- **Tasks and exercises**:
• A. In the text on LDA, what does Step 1 calculate?
• B. Continue the text on LDA from where it stops.

- **Text shown**:

While PCA is the most popular alogorithm which used for dimension reduction, but this algorithm has a disadvantage: it is for unspervised learning. Take a look at this picture: LDA_1 Source: https://machinelearningcoban.com/2017/06/30/lda/

With PCA, it doesn't see the colors (reds and blues) of samples, which means all of samples are the same, and PCA will see that the best component is $d_1$.

But the new projected samples on $d_1$ are bad with classification while they are overlapped a lot.

LDA was born will solve this problem. It is a supervised learning, which the labels (y) affects the result.

Step-by-step

Given that you have a dataset $(X, y)$.

$X.shape=(N,F)$ and $y.shape = (N,)$.

Step 1: Calculate the overall mean for each features in $X$

$$ \mu = \frac{1}{N}\sum_{j=0}^{F}\sum_{i=0}^{N}{X_{i:j}} $$

Step 2: With each class, calculate "within-class" scatter matrix and "between-class" scatter matrix

Suppose that $X_c$ is a subset of sample of class $c$, size of subset is $N_c$.

- **Information supplied**:
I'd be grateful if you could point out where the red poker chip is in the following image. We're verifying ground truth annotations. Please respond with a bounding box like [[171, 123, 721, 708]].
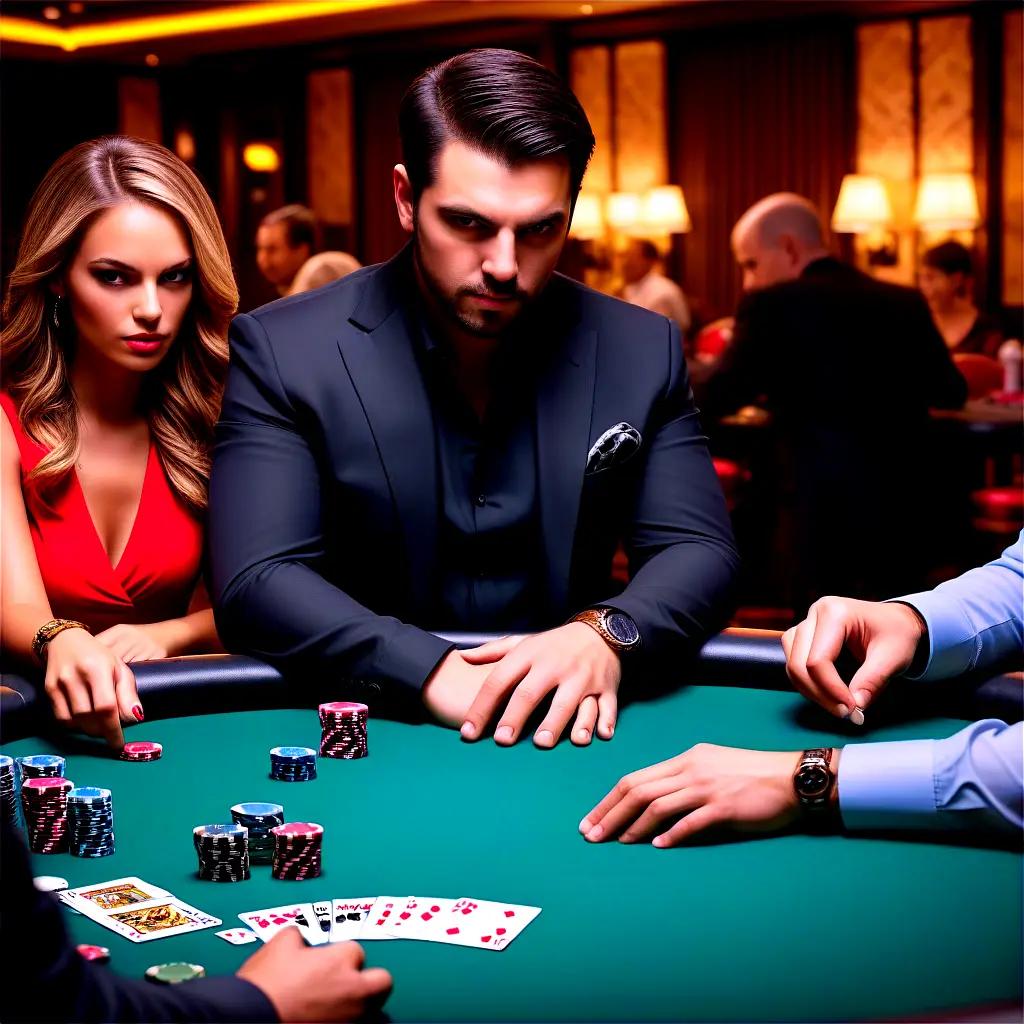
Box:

- **Set of answers**:
• A. The overall mean for each feature in $X$.

• B.
$$ \mu_c = \frac{1}{N_c}\sum_{j=0}^{F}\sum_{i=0}^{N_c}{X_{i:j}} $$

Calculate "within-class" scatter matrix of each class, a sum up all of them:

$$ S_W = \sum_i^{C}(X_i - \mu_i)^2 $$

Calculate "between-class" scatter matrix:

$$ S_B = \sum_i^{C} N_i * (\mu_i - \mu)^2 $$

Step 3: Calculate target

$$ T = S_W^{-1} S_B $$

For short, we need to maximize $T$, or $S_B$ must to be maximum and $S_W$ must to be minimum.

Step 4: Calculate eigen-components of target

$$ V,E=eigen(A) $$

Where $V$ is eigenvalues, and $E$ is eigenvectors.

Step 5: Sort the eigenvectors due to eigenvalues, and transform $X$ by $E$.

If you want to know more about mathematics behind, you should take a look at references.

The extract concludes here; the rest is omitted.